----- DATA PROVIDED -----
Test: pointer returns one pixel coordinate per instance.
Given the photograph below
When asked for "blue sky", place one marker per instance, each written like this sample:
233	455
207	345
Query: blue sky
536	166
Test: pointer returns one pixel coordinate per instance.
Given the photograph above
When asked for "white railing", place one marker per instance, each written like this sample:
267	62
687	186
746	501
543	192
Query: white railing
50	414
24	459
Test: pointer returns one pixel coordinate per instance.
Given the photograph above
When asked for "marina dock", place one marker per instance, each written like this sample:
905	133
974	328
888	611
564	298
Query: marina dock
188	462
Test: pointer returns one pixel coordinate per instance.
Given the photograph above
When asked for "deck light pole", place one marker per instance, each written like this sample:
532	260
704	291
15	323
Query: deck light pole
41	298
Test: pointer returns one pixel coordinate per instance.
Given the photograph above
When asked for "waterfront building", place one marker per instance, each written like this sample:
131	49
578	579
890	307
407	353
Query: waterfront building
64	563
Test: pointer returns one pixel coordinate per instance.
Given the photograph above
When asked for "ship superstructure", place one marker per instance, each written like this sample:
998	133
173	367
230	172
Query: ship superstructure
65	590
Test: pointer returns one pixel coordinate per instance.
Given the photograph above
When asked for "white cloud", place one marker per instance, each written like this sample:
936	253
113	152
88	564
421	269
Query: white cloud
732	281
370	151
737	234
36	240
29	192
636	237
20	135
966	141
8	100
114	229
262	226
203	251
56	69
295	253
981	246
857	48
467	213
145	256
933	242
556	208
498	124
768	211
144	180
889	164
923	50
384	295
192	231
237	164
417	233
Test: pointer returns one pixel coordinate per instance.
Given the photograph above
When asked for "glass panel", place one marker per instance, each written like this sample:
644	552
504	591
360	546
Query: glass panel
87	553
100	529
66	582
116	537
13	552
-----
Every line in the data that holds the string "sample" should be returned.

- ANSWER TO THIS EXERCISE:
When asked for "blue sky", place one marker per instance, each written like this sample:
When asked for "white railing", place one marker per instance, each written like this sample:
When asked for "marina dock", place one marker per instance, each written like this sample:
When asked for "deck light pole", place one marker per instance, each written like this sample:
When asked for "waterfront building", place one marker per instance, each written like this sample:
When asked for "ship superstructure", place one marker per instance, each written like this sample:
When asked for "white cloud", place one marker per instance, each written like this sample:
When asked for "glass panel", place one marker per instance, each written like this sample:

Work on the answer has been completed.